BEGIN

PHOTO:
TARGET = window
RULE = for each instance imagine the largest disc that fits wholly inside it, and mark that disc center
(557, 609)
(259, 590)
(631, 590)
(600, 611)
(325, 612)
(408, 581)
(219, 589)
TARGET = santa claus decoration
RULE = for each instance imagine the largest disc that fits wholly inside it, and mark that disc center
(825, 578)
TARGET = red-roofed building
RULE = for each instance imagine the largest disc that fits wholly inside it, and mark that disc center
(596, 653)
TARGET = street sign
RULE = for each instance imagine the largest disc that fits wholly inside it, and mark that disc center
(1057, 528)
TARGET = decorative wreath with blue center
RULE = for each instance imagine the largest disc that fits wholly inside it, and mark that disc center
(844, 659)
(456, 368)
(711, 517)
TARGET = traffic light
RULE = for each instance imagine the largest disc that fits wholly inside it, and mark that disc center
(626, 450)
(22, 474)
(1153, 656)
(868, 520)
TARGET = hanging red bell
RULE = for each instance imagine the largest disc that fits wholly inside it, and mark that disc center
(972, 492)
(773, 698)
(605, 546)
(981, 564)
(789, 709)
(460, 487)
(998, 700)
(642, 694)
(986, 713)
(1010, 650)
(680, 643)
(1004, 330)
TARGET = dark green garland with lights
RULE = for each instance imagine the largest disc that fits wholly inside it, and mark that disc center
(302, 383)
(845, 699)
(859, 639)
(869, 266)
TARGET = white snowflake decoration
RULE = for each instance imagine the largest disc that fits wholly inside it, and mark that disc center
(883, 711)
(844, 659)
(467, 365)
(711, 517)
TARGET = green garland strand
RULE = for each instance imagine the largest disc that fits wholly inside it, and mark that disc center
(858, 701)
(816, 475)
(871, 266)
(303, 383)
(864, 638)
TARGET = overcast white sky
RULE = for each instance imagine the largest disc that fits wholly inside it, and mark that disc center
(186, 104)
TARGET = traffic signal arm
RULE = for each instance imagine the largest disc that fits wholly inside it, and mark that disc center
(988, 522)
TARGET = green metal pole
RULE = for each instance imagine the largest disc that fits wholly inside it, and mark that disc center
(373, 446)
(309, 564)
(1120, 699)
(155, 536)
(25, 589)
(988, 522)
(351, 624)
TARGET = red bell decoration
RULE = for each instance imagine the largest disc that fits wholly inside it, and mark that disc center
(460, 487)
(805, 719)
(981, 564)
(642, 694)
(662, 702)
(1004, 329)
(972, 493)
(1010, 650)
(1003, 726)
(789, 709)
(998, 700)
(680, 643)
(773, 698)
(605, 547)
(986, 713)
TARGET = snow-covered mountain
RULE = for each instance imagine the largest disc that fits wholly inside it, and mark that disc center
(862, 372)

END

**Exercise goal**
Copy exactly the lines above, starting at the opening line and finishing at the line in which "TARGET = red-roofed building" occurs.

**Solved problem**
PHOTO:
TARGET = window
RULE = for each instance imagine the largest disc that fits wholly inside it, and mark that disc center
(557, 609)
(259, 590)
(631, 590)
(600, 611)
(325, 612)
(408, 581)
(219, 589)
TARGET = santa claus decoration
RULE = for each instance imagine the largest disc that fits wholly inside it, and mark that disc center
(825, 578)
TARGET = red-roofed building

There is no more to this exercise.